» Assignment: Print, exactly as they stand, the lines below from the one that has "Query: black pant" to the one that has "of the yellow", inclusive, leaving out the pictures.

» Recorded information:
::::::::::
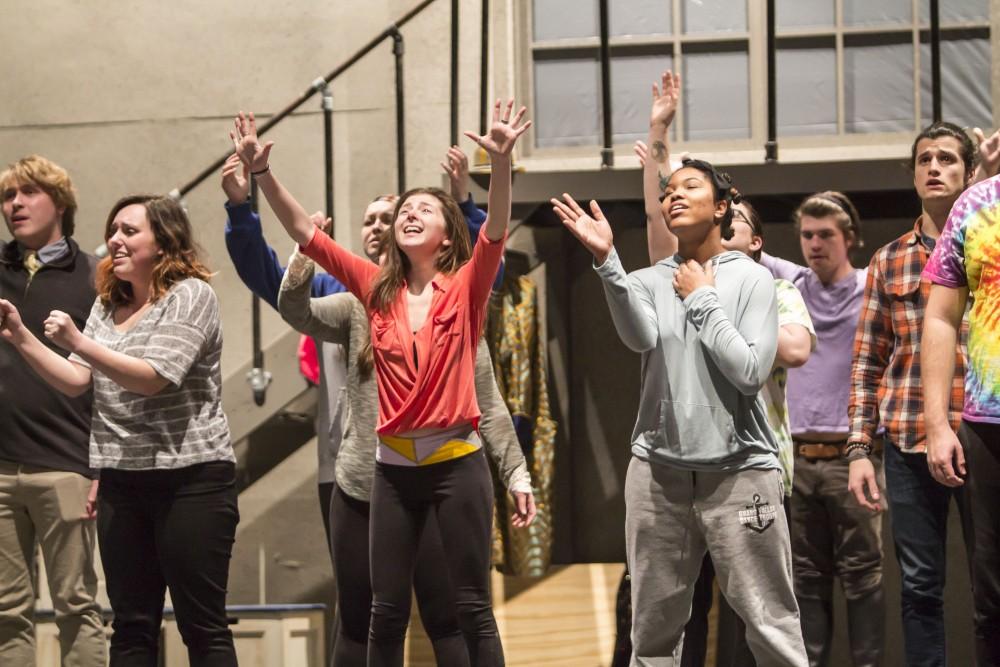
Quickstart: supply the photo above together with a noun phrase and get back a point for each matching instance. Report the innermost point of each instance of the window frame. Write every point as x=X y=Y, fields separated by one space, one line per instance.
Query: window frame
x=754 y=37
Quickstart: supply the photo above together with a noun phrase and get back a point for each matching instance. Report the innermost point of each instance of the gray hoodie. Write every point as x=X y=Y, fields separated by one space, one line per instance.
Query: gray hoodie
x=704 y=360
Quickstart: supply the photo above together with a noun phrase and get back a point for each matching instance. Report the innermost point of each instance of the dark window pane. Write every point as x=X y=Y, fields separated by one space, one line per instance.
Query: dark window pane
x=567 y=102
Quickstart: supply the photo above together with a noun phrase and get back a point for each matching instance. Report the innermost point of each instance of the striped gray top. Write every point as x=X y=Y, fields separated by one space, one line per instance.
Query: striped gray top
x=180 y=336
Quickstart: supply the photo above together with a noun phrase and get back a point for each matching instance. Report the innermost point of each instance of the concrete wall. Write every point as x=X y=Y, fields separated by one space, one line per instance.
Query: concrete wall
x=138 y=96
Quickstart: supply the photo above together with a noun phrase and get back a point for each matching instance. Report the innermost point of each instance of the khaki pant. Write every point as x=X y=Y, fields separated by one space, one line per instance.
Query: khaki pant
x=834 y=537
x=43 y=506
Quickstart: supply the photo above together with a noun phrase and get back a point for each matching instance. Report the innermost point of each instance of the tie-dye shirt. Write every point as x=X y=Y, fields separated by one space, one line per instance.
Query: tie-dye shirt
x=968 y=255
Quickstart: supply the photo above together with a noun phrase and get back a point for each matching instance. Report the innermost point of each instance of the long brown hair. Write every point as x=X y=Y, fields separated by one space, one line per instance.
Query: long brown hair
x=179 y=255
x=395 y=263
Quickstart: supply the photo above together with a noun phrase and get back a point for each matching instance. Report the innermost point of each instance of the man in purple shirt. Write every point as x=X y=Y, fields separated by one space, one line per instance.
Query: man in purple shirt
x=832 y=536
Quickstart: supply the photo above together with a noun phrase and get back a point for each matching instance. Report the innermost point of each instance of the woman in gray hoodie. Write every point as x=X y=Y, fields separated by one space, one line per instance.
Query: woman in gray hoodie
x=705 y=474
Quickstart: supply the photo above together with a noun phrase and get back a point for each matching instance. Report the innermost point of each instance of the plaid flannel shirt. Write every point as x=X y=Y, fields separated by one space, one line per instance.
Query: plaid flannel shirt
x=885 y=374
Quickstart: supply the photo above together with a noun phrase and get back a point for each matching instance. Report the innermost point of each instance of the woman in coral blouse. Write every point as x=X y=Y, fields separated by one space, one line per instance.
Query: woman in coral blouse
x=426 y=304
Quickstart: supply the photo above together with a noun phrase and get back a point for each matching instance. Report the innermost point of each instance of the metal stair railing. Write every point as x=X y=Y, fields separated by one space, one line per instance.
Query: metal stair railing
x=258 y=378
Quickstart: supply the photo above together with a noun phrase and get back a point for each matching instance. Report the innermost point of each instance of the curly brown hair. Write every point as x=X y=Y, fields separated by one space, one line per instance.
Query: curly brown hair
x=392 y=275
x=179 y=255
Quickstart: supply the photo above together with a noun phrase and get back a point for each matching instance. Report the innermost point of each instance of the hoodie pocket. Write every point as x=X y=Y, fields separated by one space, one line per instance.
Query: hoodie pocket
x=702 y=432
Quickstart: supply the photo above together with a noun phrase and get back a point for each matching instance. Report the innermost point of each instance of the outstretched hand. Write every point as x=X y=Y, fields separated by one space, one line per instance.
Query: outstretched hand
x=456 y=166
x=593 y=230
x=524 y=509
x=665 y=99
x=235 y=180
x=641 y=152
x=322 y=222
x=989 y=152
x=248 y=146
x=499 y=140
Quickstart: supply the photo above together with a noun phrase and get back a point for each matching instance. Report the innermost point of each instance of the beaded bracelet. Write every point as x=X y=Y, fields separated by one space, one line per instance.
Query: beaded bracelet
x=852 y=448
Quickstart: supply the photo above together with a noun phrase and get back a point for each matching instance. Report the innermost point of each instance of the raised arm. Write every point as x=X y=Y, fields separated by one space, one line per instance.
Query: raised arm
x=656 y=167
x=255 y=156
x=327 y=318
x=255 y=261
x=456 y=167
x=744 y=351
x=498 y=143
x=65 y=376
x=631 y=305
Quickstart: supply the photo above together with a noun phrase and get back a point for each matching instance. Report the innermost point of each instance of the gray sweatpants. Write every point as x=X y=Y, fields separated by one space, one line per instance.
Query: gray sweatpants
x=672 y=517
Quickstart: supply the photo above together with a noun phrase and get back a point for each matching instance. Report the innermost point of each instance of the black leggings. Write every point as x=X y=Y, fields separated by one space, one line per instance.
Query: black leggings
x=349 y=522
x=459 y=493
x=168 y=528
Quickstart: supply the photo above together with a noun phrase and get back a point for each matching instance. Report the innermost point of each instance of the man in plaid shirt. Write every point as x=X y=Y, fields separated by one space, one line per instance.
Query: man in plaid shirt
x=886 y=389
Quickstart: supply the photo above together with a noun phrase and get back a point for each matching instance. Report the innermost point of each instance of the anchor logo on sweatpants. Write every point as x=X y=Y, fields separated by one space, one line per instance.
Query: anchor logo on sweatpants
x=758 y=515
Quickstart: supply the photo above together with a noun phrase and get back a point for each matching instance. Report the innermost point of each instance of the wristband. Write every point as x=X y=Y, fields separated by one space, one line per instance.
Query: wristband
x=857 y=450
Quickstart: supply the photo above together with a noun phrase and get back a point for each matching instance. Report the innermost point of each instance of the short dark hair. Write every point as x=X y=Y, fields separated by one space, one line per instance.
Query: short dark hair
x=756 y=225
x=968 y=151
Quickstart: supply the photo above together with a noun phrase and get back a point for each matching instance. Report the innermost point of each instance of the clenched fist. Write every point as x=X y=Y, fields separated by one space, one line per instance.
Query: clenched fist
x=61 y=330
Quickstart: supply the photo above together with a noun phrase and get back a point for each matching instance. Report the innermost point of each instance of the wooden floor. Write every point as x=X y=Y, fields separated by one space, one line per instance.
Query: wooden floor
x=565 y=619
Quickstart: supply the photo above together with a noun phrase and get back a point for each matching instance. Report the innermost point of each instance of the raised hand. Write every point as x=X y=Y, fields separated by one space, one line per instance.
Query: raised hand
x=691 y=275
x=456 y=165
x=499 y=140
x=248 y=146
x=593 y=230
x=10 y=321
x=61 y=330
x=235 y=180
x=665 y=99
x=321 y=221
x=641 y=152
x=989 y=152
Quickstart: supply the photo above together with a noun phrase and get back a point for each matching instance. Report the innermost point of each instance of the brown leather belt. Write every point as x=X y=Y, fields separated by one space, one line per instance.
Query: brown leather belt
x=820 y=451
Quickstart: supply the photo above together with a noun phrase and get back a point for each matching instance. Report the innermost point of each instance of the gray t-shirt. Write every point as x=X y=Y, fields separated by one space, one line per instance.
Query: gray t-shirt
x=180 y=336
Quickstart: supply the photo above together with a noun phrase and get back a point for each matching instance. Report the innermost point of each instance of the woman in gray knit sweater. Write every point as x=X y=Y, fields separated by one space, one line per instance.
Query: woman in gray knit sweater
x=341 y=319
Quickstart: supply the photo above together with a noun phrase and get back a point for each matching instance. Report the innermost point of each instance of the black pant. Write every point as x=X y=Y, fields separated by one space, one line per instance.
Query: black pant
x=459 y=493
x=349 y=522
x=168 y=528
x=982 y=459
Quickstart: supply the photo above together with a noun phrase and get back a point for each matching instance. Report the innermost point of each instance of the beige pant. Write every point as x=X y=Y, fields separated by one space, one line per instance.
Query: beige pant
x=46 y=507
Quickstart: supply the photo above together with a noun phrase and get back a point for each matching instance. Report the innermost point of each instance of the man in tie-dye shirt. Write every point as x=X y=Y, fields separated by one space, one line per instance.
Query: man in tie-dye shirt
x=965 y=268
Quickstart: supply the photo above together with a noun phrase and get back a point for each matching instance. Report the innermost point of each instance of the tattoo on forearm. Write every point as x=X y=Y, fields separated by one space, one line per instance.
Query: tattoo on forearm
x=658 y=151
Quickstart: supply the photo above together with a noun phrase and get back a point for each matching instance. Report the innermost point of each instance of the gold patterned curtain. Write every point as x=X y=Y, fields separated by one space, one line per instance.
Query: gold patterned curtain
x=513 y=333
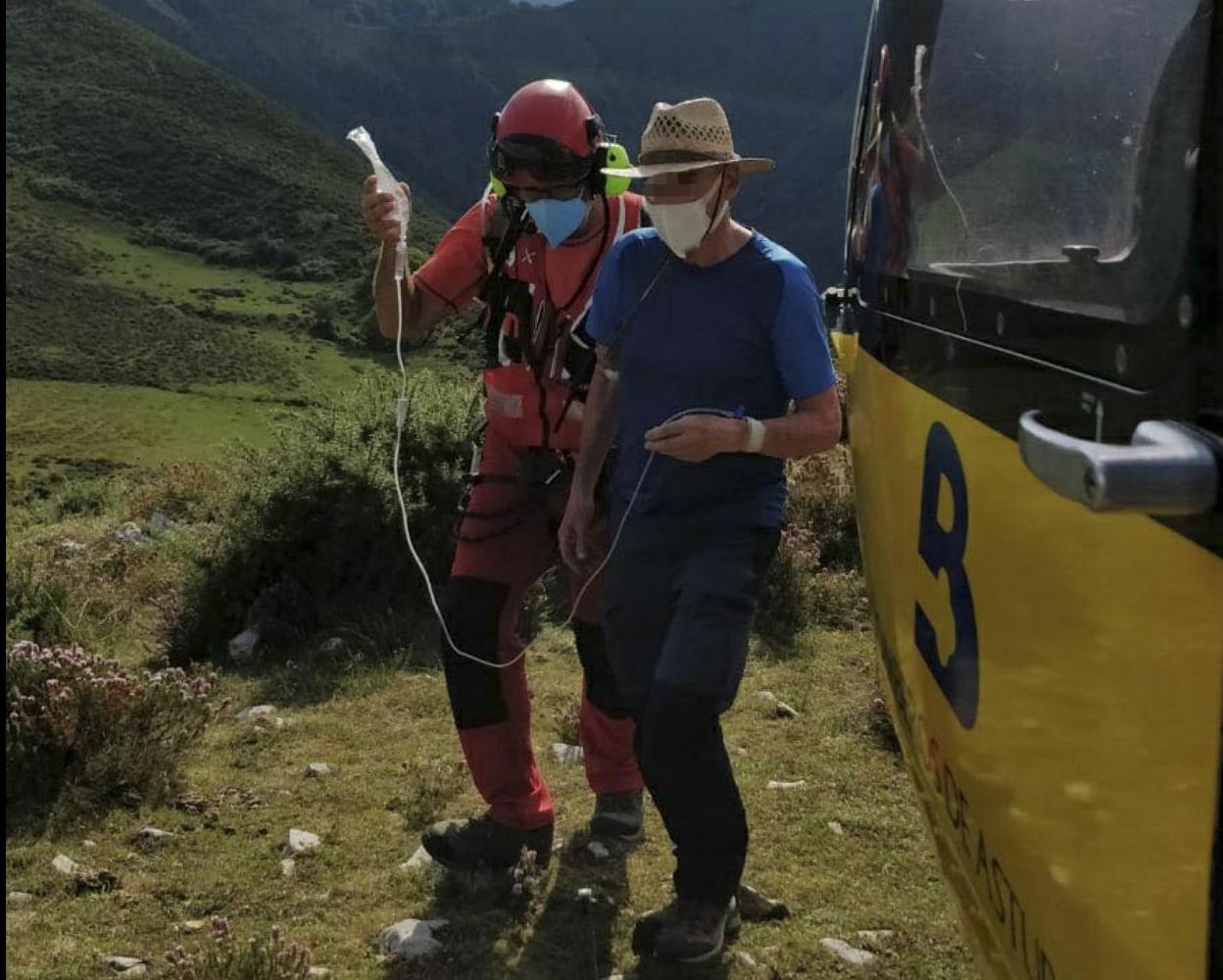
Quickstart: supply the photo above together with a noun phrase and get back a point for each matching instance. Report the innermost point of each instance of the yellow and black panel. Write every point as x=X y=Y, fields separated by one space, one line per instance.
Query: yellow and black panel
x=1024 y=235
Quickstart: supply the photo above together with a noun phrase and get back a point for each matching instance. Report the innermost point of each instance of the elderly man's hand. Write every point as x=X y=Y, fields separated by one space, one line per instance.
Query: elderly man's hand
x=696 y=438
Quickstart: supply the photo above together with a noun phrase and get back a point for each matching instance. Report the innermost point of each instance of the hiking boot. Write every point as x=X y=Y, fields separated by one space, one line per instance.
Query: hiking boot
x=617 y=816
x=646 y=931
x=484 y=845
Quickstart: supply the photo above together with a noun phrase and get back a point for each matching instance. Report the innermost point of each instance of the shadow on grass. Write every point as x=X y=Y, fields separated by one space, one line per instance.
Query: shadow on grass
x=557 y=936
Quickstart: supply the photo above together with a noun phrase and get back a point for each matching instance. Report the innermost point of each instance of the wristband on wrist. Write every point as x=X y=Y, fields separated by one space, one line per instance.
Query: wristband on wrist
x=755 y=441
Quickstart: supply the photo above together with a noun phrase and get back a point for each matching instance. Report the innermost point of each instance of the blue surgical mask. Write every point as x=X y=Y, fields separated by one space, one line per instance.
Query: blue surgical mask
x=557 y=220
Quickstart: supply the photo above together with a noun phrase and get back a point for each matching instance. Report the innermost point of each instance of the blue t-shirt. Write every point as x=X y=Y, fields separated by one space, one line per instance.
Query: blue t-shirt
x=744 y=335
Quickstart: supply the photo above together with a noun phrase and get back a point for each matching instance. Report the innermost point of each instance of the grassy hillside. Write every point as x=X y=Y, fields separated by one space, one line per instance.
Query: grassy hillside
x=386 y=733
x=425 y=79
x=182 y=259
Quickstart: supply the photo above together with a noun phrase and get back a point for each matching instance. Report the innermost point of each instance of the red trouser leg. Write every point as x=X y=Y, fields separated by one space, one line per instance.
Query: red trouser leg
x=507 y=542
x=504 y=547
x=606 y=723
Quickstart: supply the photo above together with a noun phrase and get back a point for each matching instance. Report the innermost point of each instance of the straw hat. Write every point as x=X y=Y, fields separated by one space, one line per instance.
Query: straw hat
x=690 y=136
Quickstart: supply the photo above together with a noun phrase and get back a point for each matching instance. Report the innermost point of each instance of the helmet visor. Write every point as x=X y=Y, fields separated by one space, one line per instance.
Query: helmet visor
x=543 y=159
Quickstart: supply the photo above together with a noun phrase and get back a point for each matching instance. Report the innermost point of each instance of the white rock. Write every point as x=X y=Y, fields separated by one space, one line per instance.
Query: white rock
x=774 y=708
x=301 y=841
x=567 y=754
x=242 y=646
x=129 y=533
x=876 y=939
x=420 y=858
x=411 y=939
x=65 y=865
x=255 y=713
x=847 y=954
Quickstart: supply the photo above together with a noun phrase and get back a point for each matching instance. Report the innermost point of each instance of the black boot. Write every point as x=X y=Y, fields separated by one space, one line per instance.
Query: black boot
x=484 y=845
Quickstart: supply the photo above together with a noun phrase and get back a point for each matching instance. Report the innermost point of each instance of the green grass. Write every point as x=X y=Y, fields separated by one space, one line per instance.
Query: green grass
x=177 y=276
x=388 y=734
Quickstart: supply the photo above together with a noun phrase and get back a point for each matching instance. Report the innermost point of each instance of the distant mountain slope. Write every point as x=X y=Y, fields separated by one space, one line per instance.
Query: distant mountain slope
x=425 y=78
x=102 y=114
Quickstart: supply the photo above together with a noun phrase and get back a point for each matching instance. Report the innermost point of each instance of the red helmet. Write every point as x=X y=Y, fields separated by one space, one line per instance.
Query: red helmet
x=547 y=128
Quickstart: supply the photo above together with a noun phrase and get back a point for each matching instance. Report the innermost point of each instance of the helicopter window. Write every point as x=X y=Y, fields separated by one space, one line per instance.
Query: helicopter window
x=1042 y=151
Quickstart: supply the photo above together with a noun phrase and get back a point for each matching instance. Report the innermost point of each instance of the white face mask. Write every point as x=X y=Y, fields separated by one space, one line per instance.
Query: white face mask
x=684 y=226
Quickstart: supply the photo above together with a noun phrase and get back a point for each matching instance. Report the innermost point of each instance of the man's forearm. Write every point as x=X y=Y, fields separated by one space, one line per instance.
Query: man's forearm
x=598 y=431
x=800 y=434
x=384 y=297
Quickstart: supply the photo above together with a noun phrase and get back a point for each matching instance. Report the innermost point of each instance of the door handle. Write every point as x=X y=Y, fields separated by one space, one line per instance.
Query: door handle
x=1165 y=468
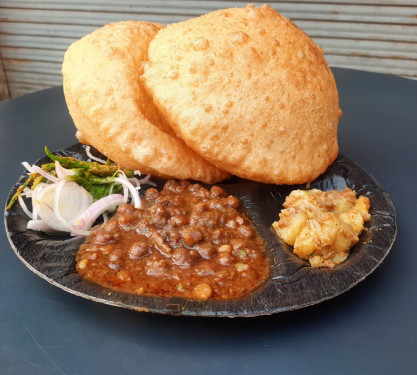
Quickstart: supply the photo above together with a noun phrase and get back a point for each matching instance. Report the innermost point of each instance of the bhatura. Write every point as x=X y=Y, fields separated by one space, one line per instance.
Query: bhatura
x=241 y=90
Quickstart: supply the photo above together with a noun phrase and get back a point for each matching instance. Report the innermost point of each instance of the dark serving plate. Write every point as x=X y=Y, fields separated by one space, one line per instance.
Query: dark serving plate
x=292 y=283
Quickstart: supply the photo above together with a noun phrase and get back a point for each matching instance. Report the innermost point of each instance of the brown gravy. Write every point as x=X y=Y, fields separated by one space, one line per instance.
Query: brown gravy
x=186 y=241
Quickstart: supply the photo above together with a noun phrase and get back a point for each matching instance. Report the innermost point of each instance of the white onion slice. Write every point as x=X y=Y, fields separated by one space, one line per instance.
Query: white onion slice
x=133 y=192
x=24 y=207
x=39 y=225
x=61 y=172
x=145 y=179
x=88 y=152
x=84 y=222
x=71 y=201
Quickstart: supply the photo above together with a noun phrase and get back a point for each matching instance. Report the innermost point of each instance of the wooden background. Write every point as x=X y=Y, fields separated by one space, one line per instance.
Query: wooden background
x=378 y=36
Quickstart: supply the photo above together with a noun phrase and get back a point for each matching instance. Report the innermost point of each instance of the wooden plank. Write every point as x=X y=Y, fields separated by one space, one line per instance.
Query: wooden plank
x=34 y=54
x=372 y=35
x=4 y=88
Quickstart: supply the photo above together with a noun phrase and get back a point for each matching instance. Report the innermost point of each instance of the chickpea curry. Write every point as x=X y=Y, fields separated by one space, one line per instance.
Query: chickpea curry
x=185 y=241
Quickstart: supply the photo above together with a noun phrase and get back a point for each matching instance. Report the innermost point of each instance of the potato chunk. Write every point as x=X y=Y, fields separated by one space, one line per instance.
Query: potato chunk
x=322 y=226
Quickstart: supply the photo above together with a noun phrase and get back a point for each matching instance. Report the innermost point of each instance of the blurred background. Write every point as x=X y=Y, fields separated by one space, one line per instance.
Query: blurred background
x=378 y=36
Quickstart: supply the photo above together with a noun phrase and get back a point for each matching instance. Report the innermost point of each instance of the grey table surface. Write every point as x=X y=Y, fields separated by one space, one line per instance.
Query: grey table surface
x=370 y=329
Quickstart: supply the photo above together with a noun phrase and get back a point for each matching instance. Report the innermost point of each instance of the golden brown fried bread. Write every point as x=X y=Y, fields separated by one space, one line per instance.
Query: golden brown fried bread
x=249 y=91
x=112 y=111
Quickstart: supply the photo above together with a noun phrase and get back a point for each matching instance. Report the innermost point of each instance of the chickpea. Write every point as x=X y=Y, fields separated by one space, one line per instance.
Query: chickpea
x=82 y=263
x=202 y=291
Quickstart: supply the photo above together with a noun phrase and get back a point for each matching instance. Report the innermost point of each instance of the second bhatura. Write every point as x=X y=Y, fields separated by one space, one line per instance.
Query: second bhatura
x=238 y=91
::::::::::
» Answer for the task:
Query: black pant
x=459 y=493
x=349 y=522
x=168 y=528
x=982 y=459
Quickstart: supply the photo above together with a noun phrase and get back a point for each matching instance. Report the innermost point of each instance of the beige pant. Write every point as x=X y=Y, fields separated by one space, one line per instance.
Query: beige pant
x=46 y=507
Quickstart: supply the photo above together with a noun phrase and get back a point for each matching instance. Report the innermost point of each instance of the man in tie-dye shirt. Write every point as x=X y=Y, fields separated by one space, one line per instance.
Query: man in tie-dye shirt
x=965 y=268
Quickstart: supply the photo above together with a noun phrase and get back a point for each matching instance. Report the innermost point of each instance of the tattoo on forearm. Write every point as x=X y=Y, fields separated by one space, one line per instance.
Query: tattoo on forearm
x=658 y=151
Quickstart: supply the photo above together with a noun phrase and get back a point for each matching instance. Report the innermost point of each instance of the gold patterned curtain. Write every point as x=X y=Y, fields separated by one space, one line per instance.
Query: gold patterned curtain
x=513 y=333
Quickstart: supply the photo above together with a noun phrase and get back a point for each matching instance. Report the innermost point of each instance of the yellow and black panel. Write every point as x=X y=Y, fields separated by one space, one line per instance.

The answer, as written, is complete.